• EXERCISE GOAL: Please state how many lines of the data contain "positive". The number by itself is enough.

• EXERCISE MATERIALS:
■ ■ ■ ■ ■
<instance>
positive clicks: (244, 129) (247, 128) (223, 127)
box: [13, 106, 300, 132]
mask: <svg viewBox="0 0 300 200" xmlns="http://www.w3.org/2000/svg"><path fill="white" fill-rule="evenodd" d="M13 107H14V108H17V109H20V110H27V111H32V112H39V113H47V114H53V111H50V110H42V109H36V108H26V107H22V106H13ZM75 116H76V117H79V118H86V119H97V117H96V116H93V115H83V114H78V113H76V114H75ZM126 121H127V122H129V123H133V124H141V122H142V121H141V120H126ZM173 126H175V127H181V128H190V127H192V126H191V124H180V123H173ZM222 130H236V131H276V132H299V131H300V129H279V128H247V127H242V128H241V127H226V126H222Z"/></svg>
■ ■ ■ ■ ■
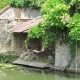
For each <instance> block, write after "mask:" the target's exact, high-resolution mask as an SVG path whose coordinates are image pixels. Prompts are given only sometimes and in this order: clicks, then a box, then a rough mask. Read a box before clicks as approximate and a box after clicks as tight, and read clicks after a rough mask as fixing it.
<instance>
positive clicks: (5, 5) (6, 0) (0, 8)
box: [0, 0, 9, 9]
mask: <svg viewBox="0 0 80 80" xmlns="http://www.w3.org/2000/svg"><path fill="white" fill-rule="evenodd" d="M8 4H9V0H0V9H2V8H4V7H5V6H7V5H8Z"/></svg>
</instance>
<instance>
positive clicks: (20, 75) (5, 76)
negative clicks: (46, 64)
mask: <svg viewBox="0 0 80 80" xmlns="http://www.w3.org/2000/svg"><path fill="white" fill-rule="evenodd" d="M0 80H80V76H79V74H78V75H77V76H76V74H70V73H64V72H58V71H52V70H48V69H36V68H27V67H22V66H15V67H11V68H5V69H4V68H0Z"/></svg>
■ ■ ■ ■ ■
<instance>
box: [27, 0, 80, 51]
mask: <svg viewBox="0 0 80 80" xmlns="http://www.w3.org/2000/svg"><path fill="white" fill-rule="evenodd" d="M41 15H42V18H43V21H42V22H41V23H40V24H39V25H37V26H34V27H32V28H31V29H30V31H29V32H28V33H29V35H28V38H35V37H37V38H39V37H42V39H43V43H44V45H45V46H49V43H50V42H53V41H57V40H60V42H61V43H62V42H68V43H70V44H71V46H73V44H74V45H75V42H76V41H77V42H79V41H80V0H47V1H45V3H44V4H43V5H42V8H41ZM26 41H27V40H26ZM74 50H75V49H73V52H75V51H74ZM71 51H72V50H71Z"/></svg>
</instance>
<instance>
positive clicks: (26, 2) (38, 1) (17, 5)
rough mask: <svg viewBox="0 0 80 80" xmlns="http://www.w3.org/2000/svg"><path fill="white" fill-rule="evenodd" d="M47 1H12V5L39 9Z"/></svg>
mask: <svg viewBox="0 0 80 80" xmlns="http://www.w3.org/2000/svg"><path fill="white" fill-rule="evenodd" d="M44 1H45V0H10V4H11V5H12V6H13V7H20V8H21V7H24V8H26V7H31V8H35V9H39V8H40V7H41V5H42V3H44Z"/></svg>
■ ■ ■ ■ ■
• SOLUTION FOR THIS PROBLEM: 4